- _WHAT NEEDS TO BE DONE_: Write out all of the records below word for word, but leave the pictures out.

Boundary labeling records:

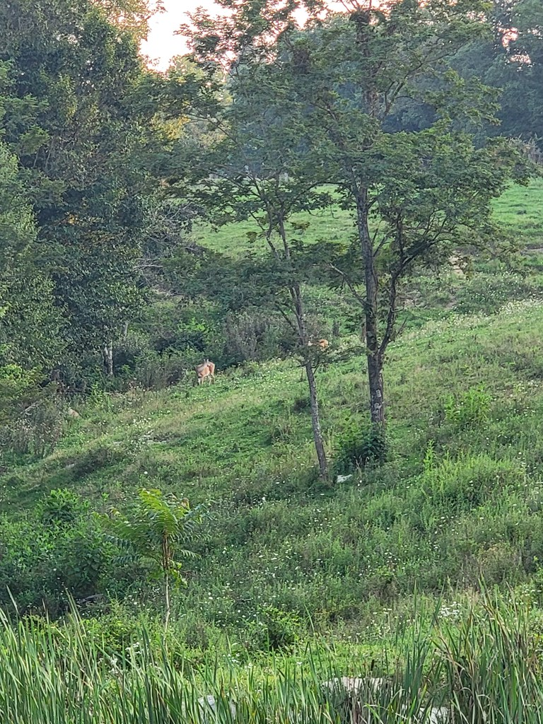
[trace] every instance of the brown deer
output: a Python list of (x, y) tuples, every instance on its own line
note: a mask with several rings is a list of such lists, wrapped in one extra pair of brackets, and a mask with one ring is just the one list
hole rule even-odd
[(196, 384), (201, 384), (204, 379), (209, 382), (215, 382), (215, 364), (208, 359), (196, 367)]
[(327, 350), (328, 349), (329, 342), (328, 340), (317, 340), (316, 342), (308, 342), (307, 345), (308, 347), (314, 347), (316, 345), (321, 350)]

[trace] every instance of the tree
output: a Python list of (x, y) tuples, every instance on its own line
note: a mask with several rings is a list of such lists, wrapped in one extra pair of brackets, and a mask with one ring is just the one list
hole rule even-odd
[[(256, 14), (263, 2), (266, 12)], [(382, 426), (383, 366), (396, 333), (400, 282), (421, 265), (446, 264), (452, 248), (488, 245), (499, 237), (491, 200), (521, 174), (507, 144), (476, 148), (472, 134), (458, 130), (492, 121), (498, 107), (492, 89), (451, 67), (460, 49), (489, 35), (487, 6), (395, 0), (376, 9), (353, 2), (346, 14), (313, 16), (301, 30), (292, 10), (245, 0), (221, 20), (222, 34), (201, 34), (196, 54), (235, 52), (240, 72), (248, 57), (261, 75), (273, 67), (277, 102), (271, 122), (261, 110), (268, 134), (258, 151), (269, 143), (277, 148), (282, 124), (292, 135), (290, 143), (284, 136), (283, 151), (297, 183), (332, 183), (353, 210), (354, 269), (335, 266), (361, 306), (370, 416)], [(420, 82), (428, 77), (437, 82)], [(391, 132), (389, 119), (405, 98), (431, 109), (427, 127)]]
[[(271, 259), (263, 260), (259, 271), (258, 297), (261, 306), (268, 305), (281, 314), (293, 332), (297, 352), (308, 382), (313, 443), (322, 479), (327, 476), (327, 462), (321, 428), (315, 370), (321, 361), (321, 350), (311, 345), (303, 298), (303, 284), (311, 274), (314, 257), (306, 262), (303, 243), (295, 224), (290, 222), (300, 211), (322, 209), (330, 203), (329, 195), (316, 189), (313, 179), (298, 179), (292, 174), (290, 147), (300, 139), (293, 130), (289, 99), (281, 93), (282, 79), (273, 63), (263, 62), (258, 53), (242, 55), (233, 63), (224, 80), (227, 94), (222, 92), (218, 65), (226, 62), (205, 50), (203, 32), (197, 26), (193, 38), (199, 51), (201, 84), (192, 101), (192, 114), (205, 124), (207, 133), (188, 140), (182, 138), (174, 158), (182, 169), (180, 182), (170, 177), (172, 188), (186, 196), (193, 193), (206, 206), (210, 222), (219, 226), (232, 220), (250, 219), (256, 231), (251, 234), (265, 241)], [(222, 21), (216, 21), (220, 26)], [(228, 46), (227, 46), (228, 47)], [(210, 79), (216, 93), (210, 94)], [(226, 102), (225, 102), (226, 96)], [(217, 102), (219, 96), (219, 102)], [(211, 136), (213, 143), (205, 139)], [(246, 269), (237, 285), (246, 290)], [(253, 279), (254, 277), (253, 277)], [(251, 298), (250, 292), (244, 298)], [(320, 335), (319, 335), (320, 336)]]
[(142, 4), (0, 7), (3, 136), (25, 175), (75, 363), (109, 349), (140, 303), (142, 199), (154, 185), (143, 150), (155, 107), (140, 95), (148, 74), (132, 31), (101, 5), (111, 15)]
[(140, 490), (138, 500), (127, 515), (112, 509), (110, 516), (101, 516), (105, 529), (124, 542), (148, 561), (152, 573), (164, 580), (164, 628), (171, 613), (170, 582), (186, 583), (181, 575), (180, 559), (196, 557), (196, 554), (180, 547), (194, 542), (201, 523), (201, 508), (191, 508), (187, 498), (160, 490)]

- _ANSWER TO THIS EXERCISE_:
[trace] every instance of the brown deer
output: a Python list of (x, y) tuples, every instance on its own line
note: a mask with several rings is a list of such lists, wrapped in one extra pair of brackets, and a mask with one ring is just the one list
hole rule even-odd
[(196, 384), (201, 384), (204, 379), (209, 382), (215, 382), (215, 364), (208, 359), (196, 367)]
[(327, 350), (328, 349), (329, 342), (328, 340), (317, 340), (316, 342), (308, 342), (307, 345), (308, 347), (314, 347), (316, 345), (321, 350)]

[trace] every instance of the tree
output: a Python list of (x, y) tuples, every instance on its own line
note: a mask with several rings is a list of such lists, wrapped in one extra pair of brackets, and a mask with one ring is just the one list
hole rule even-odd
[[(256, 14), (263, 2), (266, 12)], [(382, 426), (383, 366), (396, 333), (400, 282), (421, 265), (446, 264), (452, 248), (488, 245), (499, 237), (491, 200), (521, 174), (507, 144), (476, 148), (472, 134), (458, 130), (492, 121), (498, 107), (492, 89), (451, 67), (460, 49), (489, 35), (487, 6), (395, 0), (376, 9), (353, 2), (346, 14), (313, 16), (301, 30), (292, 10), (245, 0), (221, 20), (222, 34), (201, 34), (196, 54), (235, 52), (240, 72), (248, 57), (261, 75), (273, 67), (277, 102), (271, 122), (261, 110), (268, 134), (258, 151), (269, 143), (277, 148), (282, 124), (292, 135), (290, 143), (284, 136), (283, 151), (297, 183), (332, 183), (353, 210), (354, 269), (335, 266), (361, 306), (370, 416)], [(420, 82), (428, 77), (437, 82)], [(391, 132), (389, 119), (405, 98), (431, 109), (427, 127)]]
[[(271, 259), (263, 260), (259, 271), (258, 297), (261, 306), (268, 305), (281, 314), (293, 332), (297, 352), (308, 382), (313, 443), (322, 479), (327, 476), (327, 462), (321, 428), (315, 370), (321, 361), (321, 350), (311, 345), (303, 298), (303, 284), (311, 274), (314, 257), (306, 262), (303, 243), (295, 224), (290, 222), (300, 211), (322, 209), (330, 203), (329, 195), (316, 189), (313, 179), (298, 179), (292, 174), (290, 147), (300, 139), (293, 130), (289, 99), (281, 93), (282, 79), (273, 63), (263, 62), (258, 53), (242, 55), (233, 63), (224, 80), (227, 94), (222, 92), (218, 65), (226, 62), (205, 50), (203, 32), (197, 26), (193, 38), (199, 51), (201, 84), (192, 101), (192, 114), (205, 124), (207, 133), (188, 140), (182, 138), (174, 158), (182, 169), (180, 182), (170, 177), (172, 188), (186, 196), (193, 193), (206, 206), (210, 222), (219, 226), (232, 220), (250, 219), (256, 231), (251, 234), (265, 241)], [(222, 21), (216, 21), (220, 26)], [(228, 46), (227, 46), (228, 47)], [(210, 79), (216, 93), (210, 94)], [(226, 102), (225, 102), (226, 96)], [(217, 102), (219, 96), (219, 102)], [(211, 136), (213, 143), (205, 139)], [(246, 269), (237, 285), (246, 290)], [(253, 279), (254, 277), (253, 277)], [(251, 298), (250, 292), (244, 298)], [(320, 335), (319, 335), (320, 336)]]
[(142, 4), (0, 7), (3, 136), (25, 175), (75, 363), (109, 349), (140, 303), (142, 199), (154, 185), (143, 150), (155, 107), (140, 95), (148, 74), (132, 31), (101, 5), (111, 15)]
[(140, 490), (138, 500), (127, 515), (112, 509), (110, 516), (101, 516), (105, 529), (124, 542), (148, 561), (152, 573), (164, 580), (164, 628), (171, 613), (170, 582), (186, 583), (181, 575), (180, 559), (196, 557), (196, 554), (180, 547), (194, 542), (201, 523), (201, 508), (191, 508), (187, 498), (160, 490)]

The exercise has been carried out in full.